- **Aim**:
Rewrite the lines from the one containing "Could you please outline every instance of the tiled" to the one containing "173), (103, 175)]]", replacing "tiled floor" with "parquet floor". Keep everything else unchanged.

----- Data for processing

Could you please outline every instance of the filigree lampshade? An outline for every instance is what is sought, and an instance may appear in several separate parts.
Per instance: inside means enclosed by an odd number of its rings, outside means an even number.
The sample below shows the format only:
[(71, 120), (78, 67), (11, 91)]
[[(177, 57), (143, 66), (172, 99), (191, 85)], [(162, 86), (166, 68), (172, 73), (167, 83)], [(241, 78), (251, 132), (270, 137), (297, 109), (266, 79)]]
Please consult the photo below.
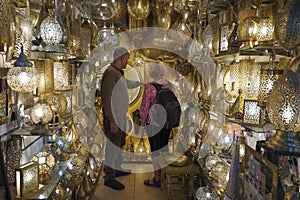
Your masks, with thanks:
[(244, 98), (256, 99), (259, 92), (261, 65), (254, 59), (240, 60), (239, 87)]
[(47, 123), (52, 119), (53, 113), (51, 106), (43, 98), (40, 98), (30, 110), (30, 118), (35, 124), (32, 134), (49, 133)]
[(256, 38), (260, 44), (274, 40), (273, 7), (264, 6), (258, 9), (259, 22), (257, 24)]
[(253, 42), (256, 41), (258, 22), (259, 18), (256, 16), (247, 17), (239, 22), (238, 37), (243, 42), (243, 48), (253, 47)]
[(243, 121), (249, 124), (259, 124), (260, 122), (260, 107), (257, 106), (257, 101), (244, 100), (244, 118)]
[(63, 37), (63, 29), (54, 16), (46, 17), (41, 25), (40, 32), (43, 41), (48, 45), (49, 51), (56, 51), (56, 45), (60, 43)]
[(38, 162), (39, 181), (49, 180), (51, 178), (50, 172), (56, 164), (54, 155), (47, 151), (41, 151), (33, 156), (32, 161)]
[(258, 106), (266, 107), (266, 101), (269, 93), (274, 87), (274, 82), (283, 74), (283, 70), (277, 67), (278, 64), (275, 62), (270, 62), (266, 65), (262, 65), (260, 73), (260, 86), (258, 93)]
[(32, 63), (27, 59), (21, 47), (21, 53), (14, 62), (14, 67), (7, 72), (7, 83), (12, 90), (17, 92), (32, 92), (38, 87), (39, 74), (32, 67)]
[(300, 152), (300, 77), (288, 70), (275, 82), (267, 100), (270, 121), (277, 134), (268, 145)]
[[(46, 101), (50, 104), (52, 111), (58, 115), (58, 123), (61, 122), (61, 116), (65, 113), (67, 109), (67, 99), (66, 97), (59, 91), (54, 92), (46, 96)], [(56, 120), (53, 121), (56, 123)]]
[(39, 187), (39, 167), (37, 162), (30, 161), (16, 170), (16, 195), (23, 197)]

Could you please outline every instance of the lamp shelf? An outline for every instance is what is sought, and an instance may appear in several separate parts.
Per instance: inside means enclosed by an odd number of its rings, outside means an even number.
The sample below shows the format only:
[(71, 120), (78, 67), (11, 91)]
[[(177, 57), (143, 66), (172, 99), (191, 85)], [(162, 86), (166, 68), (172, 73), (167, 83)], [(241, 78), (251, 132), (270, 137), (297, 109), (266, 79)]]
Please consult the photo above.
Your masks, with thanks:
[[(264, 48), (264, 51), (266, 49)], [(214, 59), (216, 62), (232, 62), (232, 61), (239, 61), (239, 60), (244, 60), (244, 59), (254, 59), (256, 62), (269, 62), (270, 61), (270, 56), (271, 53), (266, 53), (264, 51), (258, 51), (253, 49), (246, 49), (242, 50), (239, 53), (232, 53), (232, 54), (218, 54), (215, 55)], [(279, 55), (276, 54), (275, 56), (275, 62), (279, 61), (280, 58), (286, 57), (284, 55)]]
[(265, 133), (268, 130), (275, 130), (276, 128), (274, 127), (273, 124), (271, 123), (266, 123), (266, 124), (250, 124), (250, 123), (245, 123), (241, 120), (237, 120), (237, 119), (232, 119), (232, 118), (228, 118), (227, 119), (228, 122), (231, 123), (235, 123), (235, 124), (239, 124), (241, 126), (243, 126), (245, 129), (254, 131), (256, 133)]
[[(79, 147), (80, 148), (80, 147)], [(78, 148), (78, 149), (79, 149)], [(77, 149), (77, 151), (78, 151)], [(53, 192), (55, 186), (59, 183), (62, 175), (68, 168), (69, 164), (72, 160), (76, 157), (76, 153), (71, 154), (70, 158), (66, 161), (60, 162), (56, 168), (54, 168), (51, 172), (51, 178), (50, 180), (45, 181), (45, 183), (42, 183), (42, 186), (38, 191), (29, 194), (26, 197), (23, 197), (24, 199), (49, 199), (51, 193)]]

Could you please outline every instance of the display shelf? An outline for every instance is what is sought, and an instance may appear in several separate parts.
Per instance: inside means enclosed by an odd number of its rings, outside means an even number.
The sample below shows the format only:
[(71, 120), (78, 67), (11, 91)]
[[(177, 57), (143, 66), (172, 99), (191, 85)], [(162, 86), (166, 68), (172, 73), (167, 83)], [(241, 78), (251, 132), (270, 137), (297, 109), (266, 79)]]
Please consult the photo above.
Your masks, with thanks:
[(260, 124), (249, 124), (245, 123), (241, 120), (233, 119), (233, 118), (228, 118), (228, 122), (239, 124), (243, 126), (245, 129), (248, 129), (250, 131), (254, 131), (256, 133), (266, 133), (269, 130), (275, 130), (276, 128), (273, 126), (273, 124), (266, 123), (263, 125)]

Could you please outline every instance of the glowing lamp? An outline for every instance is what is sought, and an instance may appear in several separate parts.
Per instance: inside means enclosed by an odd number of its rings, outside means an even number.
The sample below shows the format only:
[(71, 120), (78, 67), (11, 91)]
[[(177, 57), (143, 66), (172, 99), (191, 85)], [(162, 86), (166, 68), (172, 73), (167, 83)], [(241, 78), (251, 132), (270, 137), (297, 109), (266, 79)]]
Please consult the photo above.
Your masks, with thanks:
[(267, 112), (277, 130), (268, 146), (300, 152), (300, 77), (297, 73), (288, 70), (278, 78), (267, 100)]
[(14, 62), (14, 67), (7, 72), (7, 83), (12, 90), (17, 92), (32, 92), (38, 87), (38, 71), (27, 59), (23, 47), (21, 47), (18, 59)]
[(53, 113), (51, 106), (43, 99), (40, 98), (31, 108), (30, 117), (35, 128), (31, 131), (32, 134), (48, 134), (47, 123), (52, 119)]
[(37, 162), (28, 162), (16, 169), (16, 196), (23, 197), (39, 187)]

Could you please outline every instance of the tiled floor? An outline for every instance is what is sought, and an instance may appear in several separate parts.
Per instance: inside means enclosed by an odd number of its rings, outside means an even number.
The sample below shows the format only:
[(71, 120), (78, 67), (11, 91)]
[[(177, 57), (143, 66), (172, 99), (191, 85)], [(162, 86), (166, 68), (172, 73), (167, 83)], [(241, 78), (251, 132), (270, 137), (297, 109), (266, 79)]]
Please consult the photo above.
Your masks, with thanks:
[[(101, 176), (96, 183), (91, 200), (167, 200), (165, 193), (154, 187), (144, 185), (144, 180), (153, 177), (151, 164), (124, 164), (123, 168), (130, 168), (132, 174), (118, 177), (117, 180), (125, 185), (121, 191), (104, 186)], [(103, 173), (102, 173), (103, 175)]]

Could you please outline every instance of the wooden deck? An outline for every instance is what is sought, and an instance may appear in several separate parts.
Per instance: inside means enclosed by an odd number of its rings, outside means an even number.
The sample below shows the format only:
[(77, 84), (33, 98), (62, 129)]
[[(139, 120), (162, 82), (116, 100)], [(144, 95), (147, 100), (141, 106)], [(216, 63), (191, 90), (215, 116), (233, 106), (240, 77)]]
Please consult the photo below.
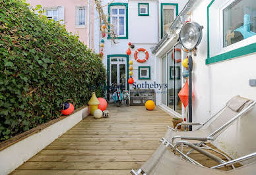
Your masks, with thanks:
[[(12, 174), (130, 174), (158, 147), (159, 139), (172, 126), (171, 116), (159, 108), (108, 108), (111, 116), (88, 116)], [(194, 151), (202, 164), (216, 164)]]

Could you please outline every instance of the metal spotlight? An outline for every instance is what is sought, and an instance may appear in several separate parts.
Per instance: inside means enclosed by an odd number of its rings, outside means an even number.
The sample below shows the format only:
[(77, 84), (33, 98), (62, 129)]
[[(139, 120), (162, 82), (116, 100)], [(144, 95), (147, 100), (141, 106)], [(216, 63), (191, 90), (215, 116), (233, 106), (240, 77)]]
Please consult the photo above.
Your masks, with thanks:
[[(181, 28), (179, 33), (180, 42), (183, 47), (189, 51), (189, 122), (192, 122), (192, 69), (193, 60), (191, 51), (201, 42), (202, 39), (202, 30), (203, 26), (197, 22), (188, 22)], [(189, 130), (192, 130), (192, 126), (189, 126)]]

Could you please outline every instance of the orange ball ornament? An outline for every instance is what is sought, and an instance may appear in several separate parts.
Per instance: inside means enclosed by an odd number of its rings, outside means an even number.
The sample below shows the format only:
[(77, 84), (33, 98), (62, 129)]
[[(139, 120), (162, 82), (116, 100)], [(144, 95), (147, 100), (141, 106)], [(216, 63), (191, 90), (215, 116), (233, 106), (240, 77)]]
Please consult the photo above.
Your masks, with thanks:
[(133, 82), (134, 82), (134, 80), (133, 80), (133, 78), (132, 77), (131, 77), (130, 78), (128, 79), (128, 83), (129, 84), (133, 84)]
[(154, 102), (152, 100), (148, 100), (145, 103), (145, 107), (147, 110), (152, 111), (155, 107)]
[(105, 111), (108, 107), (108, 103), (104, 98), (99, 97), (98, 100), (100, 101), (100, 105), (98, 105), (98, 109), (102, 111)]

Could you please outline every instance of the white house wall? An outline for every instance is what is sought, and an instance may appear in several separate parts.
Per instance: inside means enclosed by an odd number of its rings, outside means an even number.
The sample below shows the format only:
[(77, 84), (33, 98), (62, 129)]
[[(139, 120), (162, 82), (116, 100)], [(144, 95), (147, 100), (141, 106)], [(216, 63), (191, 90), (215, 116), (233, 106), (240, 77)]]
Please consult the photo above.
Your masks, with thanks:
[[(210, 64), (205, 64), (207, 58), (207, 6), (210, 1), (211, 0), (201, 1), (194, 6), (191, 13), (191, 20), (204, 26), (203, 39), (197, 47), (197, 56), (193, 57), (193, 91), (195, 98), (193, 104), (193, 122), (195, 122), (206, 121), (235, 95), (240, 95), (256, 100), (256, 88), (249, 85), (249, 79), (256, 78), (255, 53)], [(163, 51), (170, 49), (173, 47), (168, 45), (168, 43), (171, 41), (168, 41), (165, 47), (160, 48), (156, 55), (162, 55), (164, 52)], [(210, 44), (212, 47), (212, 42)], [(161, 57), (157, 56), (157, 60), (160, 59)], [(160, 66), (156, 68), (158, 74), (161, 72), (160, 68)], [(236, 148), (230, 150), (227, 146), (235, 140), (232, 136), (238, 134), (238, 124), (239, 123), (234, 124), (224, 132), (214, 143), (234, 158), (245, 154), (242, 150), (238, 151)]]

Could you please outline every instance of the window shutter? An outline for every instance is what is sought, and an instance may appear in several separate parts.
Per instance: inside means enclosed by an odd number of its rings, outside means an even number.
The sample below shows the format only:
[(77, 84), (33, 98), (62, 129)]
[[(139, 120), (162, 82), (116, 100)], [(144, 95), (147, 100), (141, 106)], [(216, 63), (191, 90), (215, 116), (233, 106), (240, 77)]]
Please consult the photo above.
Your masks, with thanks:
[(64, 7), (58, 7), (58, 20), (60, 24), (64, 24)]

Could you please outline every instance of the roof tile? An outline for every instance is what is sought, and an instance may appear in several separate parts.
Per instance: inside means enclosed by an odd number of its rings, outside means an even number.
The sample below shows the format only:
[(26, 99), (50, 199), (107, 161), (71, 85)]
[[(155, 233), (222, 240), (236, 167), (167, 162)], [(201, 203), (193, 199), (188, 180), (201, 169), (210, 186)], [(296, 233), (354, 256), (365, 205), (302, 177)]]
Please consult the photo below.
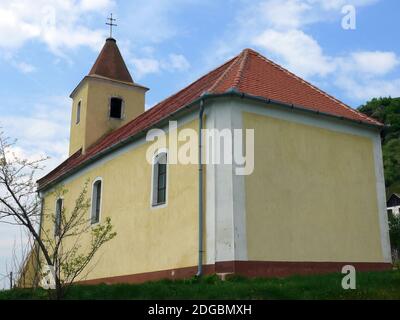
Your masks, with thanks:
[(381, 125), (375, 119), (350, 108), (256, 51), (245, 49), (238, 56), (161, 101), (125, 126), (111, 132), (84, 154), (78, 151), (72, 155), (38, 180), (39, 189), (43, 189), (77, 166), (85, 164), (107, 148), (157, 124), (168, 115), (200, 98), (203, 93), (218, 94), (230, 89), (351, 120)]

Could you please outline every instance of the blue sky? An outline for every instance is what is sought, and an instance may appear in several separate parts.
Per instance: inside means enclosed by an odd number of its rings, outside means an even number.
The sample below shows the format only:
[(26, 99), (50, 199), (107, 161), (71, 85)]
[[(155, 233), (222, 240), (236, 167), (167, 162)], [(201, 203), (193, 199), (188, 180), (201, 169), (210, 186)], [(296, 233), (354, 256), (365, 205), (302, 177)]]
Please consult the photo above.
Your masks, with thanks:
[[(354, 5), (356, 29), (342, 28)], [(114, 35), (146, 106), (251, 47), (357, 107), (400, 96), (397, 0), (0, 0), (0, 126), (15, 151), (67, 155), (69, 93)], [(0, 279), (15, 228), (0, 225)], [(18, 242), (18, 241), (17, 241)], [(1, 283), (0, 283), (1, 288)]]

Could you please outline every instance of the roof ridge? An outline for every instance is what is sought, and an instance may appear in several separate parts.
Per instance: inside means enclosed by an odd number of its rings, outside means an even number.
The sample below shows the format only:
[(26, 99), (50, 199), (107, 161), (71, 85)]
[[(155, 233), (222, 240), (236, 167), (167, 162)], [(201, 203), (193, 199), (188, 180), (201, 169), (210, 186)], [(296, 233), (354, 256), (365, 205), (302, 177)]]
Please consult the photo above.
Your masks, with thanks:
[(351, 108), (350, 106), (348, 106), (348, 105), (345, 104), (344, 102), (340, 101), (339, 99), (337, 99), (337, 98), (331, 96), (331, 95), (328, 94), (327, 92), (325, 92), (325, 91), (323, 91), (323, 90), (317, 88), (315, 85), (313, 85), (312, 83), (308, 82), (307, 80), (304, 80), (304, 79), (300, 78), (299, 76), (296, 76), (294, 73), (290, 72), (289, 70), (285, 69), (284, 67), (280, 66), (279, 64), (273, 62), (272, 60), (270, 60), (270, 59), (268, 59), (268, 58), (266, 58), (266, 57), (264, 57), (264, 56), (263, 56), (262, 54), (260, 54), (259, 52), (255, 51), (255, 50), (253, 50), (253, 49), (246, 49), (246, 50), (248, 50), (250, 53), (252, 53), (252, 54), (254, 54), (254, 55), (257, 55), (259, 58), (265, 60), (266, 62), (270, 63), (273, 67), (275, 67), (275, 68), (277, 68), (277, 69), (279, 69), (279, 70), (285, 72), (287, 75), (291, 76), (292, 78), (295, 78), (296, 80), (299, 80), (299, 81), (303, 82), (305, 85), (309, 86), (311, 89), (313, 89), (313, 90), (319, 92), (320, 94), (324, 95), (324, 96), (327, 97), (328, 99), (330, 99), (330, 100), (332, 100), (332, 101), (334, 101), (334, 102), (339, 103), (341, 106), (345, 107), (345, 108), (348, 109), (349, 111), (351, 111), (351, 112), (353, 112), (353, 113), (355, 113), (355, 114), (361, 116), (361, 117), (364, 118), (364, 119), (368, 119), (368, 120), (370, 120), (370, 121), (372, 121), (372, 122), (374, 122), (374, 123), (379, 123), (379, 121), (376, 121), (375, 119), (366, 116), (365, 114), (363, 114), (363, 113), (361, 113), (361, 112), (359, 112), (359, 111), (357, 111), (357, 110)]
[[(218, 67), (215, 67), (214, 69), (212, 69), (211, 71), (208, 71), (207, 73), (203, 74), (200, 78), (198, 78), (197, 80), (195, 80), (194, 82), (191, 82), (190, 84), (188, 84), (186, 87), (182, 88), (181, 90), (171, 94), (170, 96), (168, 96), (167, 98), (157, 102), (155, 105), (153, 105), (152, 107), (150, 107), (149, 109), (147, 109), (146, 111), (149, 111), (150, 109), (153, 109), (155, 107), (157, 107), (158, 105), (168, 101), (169, 99), (175, 97), (176, 95), (178, 95), (179, 93), (185, 91), (186, 89), (190, 88), (191, 86), (195, 85), (196, 83), (198, 83), (199, 81), (201, 81), (202, 79), (204, 79), (205, 77), (209, 76), (210, 73), (216, 72), (218, 69), (223, 68), (225, 65), (231, 63), (234, 59), (236, 59), (237, 57), (233, 57), (232, 59), (224, 62), (223, 64), (219, 65)], [(145, 112), (146, 112), (145, 111)], [(128, 122), (129, 123), (129, 122)]]
[[(229, 73), (229, 71), (233, 68), (234, 65), (236, 65), (236, 63), (238, 61), (240, 61), (242, 53), (240, 53), (239, 55), (235, 56), (234, 58), (232, 58), (231, 60), (229, 60), (231, 62), (231, 65), (226, 68), (226, 70), (218, 77), (218, 79), (213, 83), (213, 85), (208, 88), (209, 92), (213, 92), (213, 90), (215, 90), (216, 87), (218, 87), (218, 85), (222, 82), (222, 80), (225, 78), (225, 76)], [(236, 60), (236, 61), (234, 61)]]
[(242, 80), (243, 70), (248, 61), (249, 52), (250, 52), (250, 49), (244, 49), (241, 53), (242, 59), (240, 61), (240, 66), (239, 66), (239, 69), (238, 69), (238, 72), (237, 72), (235, 78), (233, 79), (233, 87), (234, 88), (239, 89), (239, 84), (240, 84), (240, 81)]

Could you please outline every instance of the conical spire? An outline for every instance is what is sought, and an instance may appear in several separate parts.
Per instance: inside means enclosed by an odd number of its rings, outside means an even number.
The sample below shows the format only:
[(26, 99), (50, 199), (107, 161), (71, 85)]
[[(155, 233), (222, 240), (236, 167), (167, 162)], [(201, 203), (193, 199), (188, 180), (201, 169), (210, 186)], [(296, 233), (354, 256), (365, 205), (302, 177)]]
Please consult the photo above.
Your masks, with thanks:
[(133, 79), (118, 49), (117, 41), (114, 38), (106, 40), (103, 49), (89, 72), (89, 76), (91, 75), (133, 83)]

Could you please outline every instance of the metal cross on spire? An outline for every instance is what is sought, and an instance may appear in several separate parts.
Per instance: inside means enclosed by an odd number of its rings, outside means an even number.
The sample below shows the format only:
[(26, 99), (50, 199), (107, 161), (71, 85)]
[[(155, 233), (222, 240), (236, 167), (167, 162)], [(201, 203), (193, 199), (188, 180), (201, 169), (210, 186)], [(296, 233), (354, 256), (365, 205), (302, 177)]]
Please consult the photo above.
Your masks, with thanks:
[(116, 19), (113, 19), (112, 13), (110, 14), (110, 17), (107, 18), (107, 20), (109, 22), (106, 22), (106, 25), (110, 26), (110, 38), (112, 38), (112, 27), (116, 27), (118, 25), (114, 23), (114, 21), (116, 21)]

----------

- **Problem solution**:
Could you please outline every instance of the parquet floor? An outline for every instance is what is sought, and an instance may appear in several separate parts.
Per instance: inside means enclosed by an odd number of its rings, outside means an even number.
The sample below shows the format only:
[(71, 120), (78, 67), (11, 91)]
[[(177, 57), (143, 66), (172, 99), (191, 85)], [(162, 86), (166, 68), (172, 73), (167, 83)], [(241, 78), (251, 132), (270, 137), (297, 109), (266, 79)]]
Please consult the photo above.
Your masks, with thanks:
[[(101, 176), (96, 183), (91, 200), (167, 200), (165, 193), (154, 187), (144, 185), (144, 180), (153, 177), (151, 164), (124, 164), (123, 168), (130, 168), (132, 174), (118, 177), (117, 180), (125, 185), (121, 191), (104, 186)], [(103, 173), (102, 173), (103, 175)]]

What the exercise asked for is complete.